Please update the records by changing "car rear wing" to "rear spoiler" and leaving everything else as it is.

:: PROVIDED MATERIAL ::

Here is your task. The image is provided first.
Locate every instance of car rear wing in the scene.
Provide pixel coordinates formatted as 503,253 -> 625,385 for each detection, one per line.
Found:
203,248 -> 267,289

:::

*FULL SOLUTION*.
Here is your task. The image is provided first.
Locate every instance of rear spoiler in the scene.
Provide pixel coordinates formatted as 503,253 -> 625,385 for each detection, one per line.
Found:
203,248 -> 267,289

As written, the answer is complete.